▸ **Page extract**:
If you kibitz, or otherwise don't complete a round, it is counted as a DNS, with one exception.
If you cannot complete a round for a reason that is not under your control, you may redo the missed rounds sometime after that event but before I upload the results.
The results will be uploaded here, in this post. 


Not Showing Up


Spoiler



If you cannot make it to a certain round then you must PM me before the round is supposed to start.
I will wait in the room for 5 minutes max, and if no one shows then I will leave.

If you do not show up for a round you signed up for, you will be displayed in the results, although all solves will be DNS.

Most importantly, if you do not show up to 2 or more rounds you signed up for (and didn't notify me you won't show) then you will not be able to participate in the next n competition(s), where n is the number of rounds minus one you did not show up to.



Points System/Rewards


Spoiler



1st place in each event gets full points value
2nd place in each event gets 2/3 points value (rounded up)
3rd place in each event gets 1/3 points value (rounded up)
2x2 - 10 points
3x3 - 15 points
OH - 15 points
Magic - 5 points
MMagic - 5 points
4x4 - 15 points
5x5 - 20 points
Pyra - 10 points
Sq-1 - 10 points
Mega - 20 points

Now you're probably wondering, what's all these points for??!!!
The top 3 people will get money back from my store. This money back is essentially, for 1 month (so until October 3rd), any purchases you make from CuberShop you will get money back. How much? Well, it depends on how much you order. You will receive $n back, where n is the number of items you ordered (excluding stickers)



Banned


Spoiler



From this competition: wballard, chicken9290
From this competition, as well as #3: Waffo


----------



## cubernya (Sep 1, 2011)

Reserved for results

Also, I put this up 2 days ago, yet nobody has signed up. If nobody signs up by tomorrow morning when I check this, it'll be rescheduled to next Sunday.


----------



## aminayuko (Sep 1, 2011)

i'll join for 2x2, 3x3, 3x3 OH, 4x4, 5x5, pyra, and mega


----------



## cubernya (Sep 1, 2011)

I hope you've improved at megaminx a little bit


----------



## mmitchev (Sep 2, 2011)

My username is mmitchev.

Put me down for 2x2, 3x3 and pyra


----------



## mDiPalma (Sep 2, 2011)

mDiPalma: 2x2, 3x3, 3x3oh, 4x4

pl0x.

peace.


----------



## cubernya (Sep 2, 2011)

mDiPalma, one thing. If you start trolling like you did last time, I'm not including you in the results. Simple as that


----------



## cuberkid10 (Sep 2, 2011)

That was funny lol.


----------



## cubernya (Sep 2, 2011)

I'm being dead serious though. It was very annoying last week


----------



## aminayuko (Sep 2, 2011)

▸ **Provided records**:
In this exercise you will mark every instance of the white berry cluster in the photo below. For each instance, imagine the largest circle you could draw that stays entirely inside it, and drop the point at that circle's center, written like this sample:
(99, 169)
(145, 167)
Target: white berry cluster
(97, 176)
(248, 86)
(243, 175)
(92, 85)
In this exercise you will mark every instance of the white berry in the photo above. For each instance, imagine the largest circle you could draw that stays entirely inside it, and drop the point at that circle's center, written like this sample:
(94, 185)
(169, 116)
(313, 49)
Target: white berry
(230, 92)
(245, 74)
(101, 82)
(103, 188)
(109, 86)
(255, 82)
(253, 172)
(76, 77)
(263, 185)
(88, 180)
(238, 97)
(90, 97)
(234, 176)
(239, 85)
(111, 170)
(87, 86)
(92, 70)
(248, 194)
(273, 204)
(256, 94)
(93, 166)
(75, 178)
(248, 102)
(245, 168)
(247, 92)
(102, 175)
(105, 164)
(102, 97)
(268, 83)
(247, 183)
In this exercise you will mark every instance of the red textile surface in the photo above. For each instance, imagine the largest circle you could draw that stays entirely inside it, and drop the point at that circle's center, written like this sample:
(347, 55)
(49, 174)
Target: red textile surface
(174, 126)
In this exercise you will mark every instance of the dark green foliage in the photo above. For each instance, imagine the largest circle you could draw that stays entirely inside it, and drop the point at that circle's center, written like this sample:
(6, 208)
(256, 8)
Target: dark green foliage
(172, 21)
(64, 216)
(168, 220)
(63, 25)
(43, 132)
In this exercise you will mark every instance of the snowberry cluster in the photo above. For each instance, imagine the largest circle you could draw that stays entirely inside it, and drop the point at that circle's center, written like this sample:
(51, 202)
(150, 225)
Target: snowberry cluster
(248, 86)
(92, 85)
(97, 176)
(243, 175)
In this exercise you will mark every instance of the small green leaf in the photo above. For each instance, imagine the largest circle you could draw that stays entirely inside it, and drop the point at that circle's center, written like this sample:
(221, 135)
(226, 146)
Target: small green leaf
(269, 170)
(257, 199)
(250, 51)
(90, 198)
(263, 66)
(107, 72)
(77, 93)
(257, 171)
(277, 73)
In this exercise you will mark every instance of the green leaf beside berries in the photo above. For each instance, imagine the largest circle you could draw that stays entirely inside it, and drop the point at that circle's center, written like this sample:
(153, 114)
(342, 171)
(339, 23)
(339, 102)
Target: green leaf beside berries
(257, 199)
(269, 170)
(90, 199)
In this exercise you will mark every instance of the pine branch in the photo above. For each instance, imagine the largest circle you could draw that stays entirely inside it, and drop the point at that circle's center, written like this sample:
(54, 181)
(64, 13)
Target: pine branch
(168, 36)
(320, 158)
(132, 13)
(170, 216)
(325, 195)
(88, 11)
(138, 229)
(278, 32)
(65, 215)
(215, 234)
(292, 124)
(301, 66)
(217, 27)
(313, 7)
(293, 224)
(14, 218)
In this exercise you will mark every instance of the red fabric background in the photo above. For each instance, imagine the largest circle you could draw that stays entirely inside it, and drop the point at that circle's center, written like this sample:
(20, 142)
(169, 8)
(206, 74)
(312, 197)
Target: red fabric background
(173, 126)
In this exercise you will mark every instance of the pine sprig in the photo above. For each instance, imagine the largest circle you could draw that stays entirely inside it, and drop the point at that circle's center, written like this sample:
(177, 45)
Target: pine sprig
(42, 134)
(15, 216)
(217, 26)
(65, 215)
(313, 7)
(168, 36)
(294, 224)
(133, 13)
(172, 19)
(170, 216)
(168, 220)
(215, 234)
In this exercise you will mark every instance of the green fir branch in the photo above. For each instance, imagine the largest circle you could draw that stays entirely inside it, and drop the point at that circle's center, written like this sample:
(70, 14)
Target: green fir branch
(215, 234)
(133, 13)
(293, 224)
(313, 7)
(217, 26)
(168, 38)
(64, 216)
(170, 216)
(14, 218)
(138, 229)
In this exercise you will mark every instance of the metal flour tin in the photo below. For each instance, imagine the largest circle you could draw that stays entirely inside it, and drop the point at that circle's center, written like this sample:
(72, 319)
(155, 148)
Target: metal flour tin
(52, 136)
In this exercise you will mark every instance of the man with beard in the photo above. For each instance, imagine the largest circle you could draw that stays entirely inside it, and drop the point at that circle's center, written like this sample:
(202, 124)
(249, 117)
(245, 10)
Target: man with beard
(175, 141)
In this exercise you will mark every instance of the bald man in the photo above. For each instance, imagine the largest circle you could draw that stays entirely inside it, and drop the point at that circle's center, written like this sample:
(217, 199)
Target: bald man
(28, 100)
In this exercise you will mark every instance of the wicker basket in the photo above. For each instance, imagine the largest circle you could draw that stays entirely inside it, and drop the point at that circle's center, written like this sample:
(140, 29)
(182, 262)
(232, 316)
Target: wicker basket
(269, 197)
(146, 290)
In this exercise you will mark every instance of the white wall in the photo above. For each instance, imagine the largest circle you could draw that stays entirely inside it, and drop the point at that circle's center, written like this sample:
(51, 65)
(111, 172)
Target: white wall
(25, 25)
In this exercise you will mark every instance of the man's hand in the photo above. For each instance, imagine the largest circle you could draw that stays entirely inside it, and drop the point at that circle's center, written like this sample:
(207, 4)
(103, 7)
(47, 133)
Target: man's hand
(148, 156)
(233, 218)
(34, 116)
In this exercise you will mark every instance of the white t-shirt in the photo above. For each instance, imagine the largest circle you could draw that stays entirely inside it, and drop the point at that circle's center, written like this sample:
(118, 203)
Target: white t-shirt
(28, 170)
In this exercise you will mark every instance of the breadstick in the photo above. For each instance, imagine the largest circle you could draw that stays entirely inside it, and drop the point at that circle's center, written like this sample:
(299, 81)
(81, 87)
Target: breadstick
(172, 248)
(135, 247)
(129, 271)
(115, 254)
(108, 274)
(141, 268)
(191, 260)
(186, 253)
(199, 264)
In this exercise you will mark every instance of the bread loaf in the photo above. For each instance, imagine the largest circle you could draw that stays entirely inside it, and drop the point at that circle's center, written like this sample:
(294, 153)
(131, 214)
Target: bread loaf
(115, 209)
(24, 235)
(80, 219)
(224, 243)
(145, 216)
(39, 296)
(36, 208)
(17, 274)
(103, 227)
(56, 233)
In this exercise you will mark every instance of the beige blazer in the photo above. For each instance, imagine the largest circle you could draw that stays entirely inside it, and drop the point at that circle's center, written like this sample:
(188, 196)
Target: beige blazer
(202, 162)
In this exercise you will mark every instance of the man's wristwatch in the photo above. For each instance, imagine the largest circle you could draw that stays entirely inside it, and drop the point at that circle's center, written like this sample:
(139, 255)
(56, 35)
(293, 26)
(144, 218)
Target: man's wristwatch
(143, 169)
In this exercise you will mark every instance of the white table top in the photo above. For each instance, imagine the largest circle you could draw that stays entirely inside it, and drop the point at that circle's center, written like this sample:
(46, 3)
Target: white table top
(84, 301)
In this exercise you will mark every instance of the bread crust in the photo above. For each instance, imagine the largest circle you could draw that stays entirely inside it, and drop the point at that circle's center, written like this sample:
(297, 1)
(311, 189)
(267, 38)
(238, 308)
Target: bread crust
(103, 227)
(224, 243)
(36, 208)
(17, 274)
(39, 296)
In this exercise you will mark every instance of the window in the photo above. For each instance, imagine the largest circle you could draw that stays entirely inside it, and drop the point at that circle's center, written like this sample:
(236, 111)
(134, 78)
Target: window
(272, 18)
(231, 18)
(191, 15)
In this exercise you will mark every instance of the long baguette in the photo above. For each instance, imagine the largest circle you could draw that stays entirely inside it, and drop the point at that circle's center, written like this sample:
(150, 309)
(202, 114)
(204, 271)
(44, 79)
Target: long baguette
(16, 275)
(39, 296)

▸ **List of tasks**:
a: Which events are worth 15 points in the points list of the cubing competition thread above?
b: Carry on the cubing competition thread above from its final line.

▸ **Results for each task**:
a: 3x3, OH, 4x4

b:
i think you should ban mDiPalma forever because a few days ago he tried to steal info from convinsa
he can't be trusted. he is very suspicious


----------



## mmitchev (Sep 2, 2011)

Sorry, I have to drop out, there's stuff I have to do tomorrow.


----------



## cubernya (Sep 3, 2011)

aminayuko said:


> i think you should ban mDiPalma forever because a few days ago he tried to steal info from convinsa
> he can't be trusted. he is very suspicious


Never heard of that...

Also, its starts tomorrow morning, and there's very few people signed up. If I don't get 2 more registrations overnight, then it'll be rescheduled to next Sunday.

If I do get the registrations, and for some reason I don't show up, someone step up and start it. I don't post scrambles, so it doesn't really matter if you record those, just the times


----------



## cubernya (Sep 3, 2011)

It appears as though it's rescheduled to next Sunday. There will also be less events from now on. 
Sorry to those of you that did register.


----------



## BC1997 (Sep 3, 2011)

why did you ban them?


----------



## cubernya (Sep 3, 2011)

I specifically said if they didn't show to 2+ events they signed up for, they're banned for that mant competitions minus 1


----------



## Clayy9 (Sep 3, 2011)

_I'll compete in 3x3._


----------



## cubernya (Sep 9, 2011)

I'm not sure if I'll be able to run this. The only way I can be sure is if I take out a lot of events...

The events that would be left would be 2-4 and OH (taking out megaminx, sq-1, magics, 5x5, and pyraminx)

This plus the fact that I would be on a tight schedule, as I would have to do one event every half hour


----------



## cubernya (Sep 11, 2011)

Yeah I can't do this. I'm far too occupied. If someone else wants to run this then feel free, but I won't be for the time being.


----------



## AsianCubing (Sep 13, 2011)

No more comps?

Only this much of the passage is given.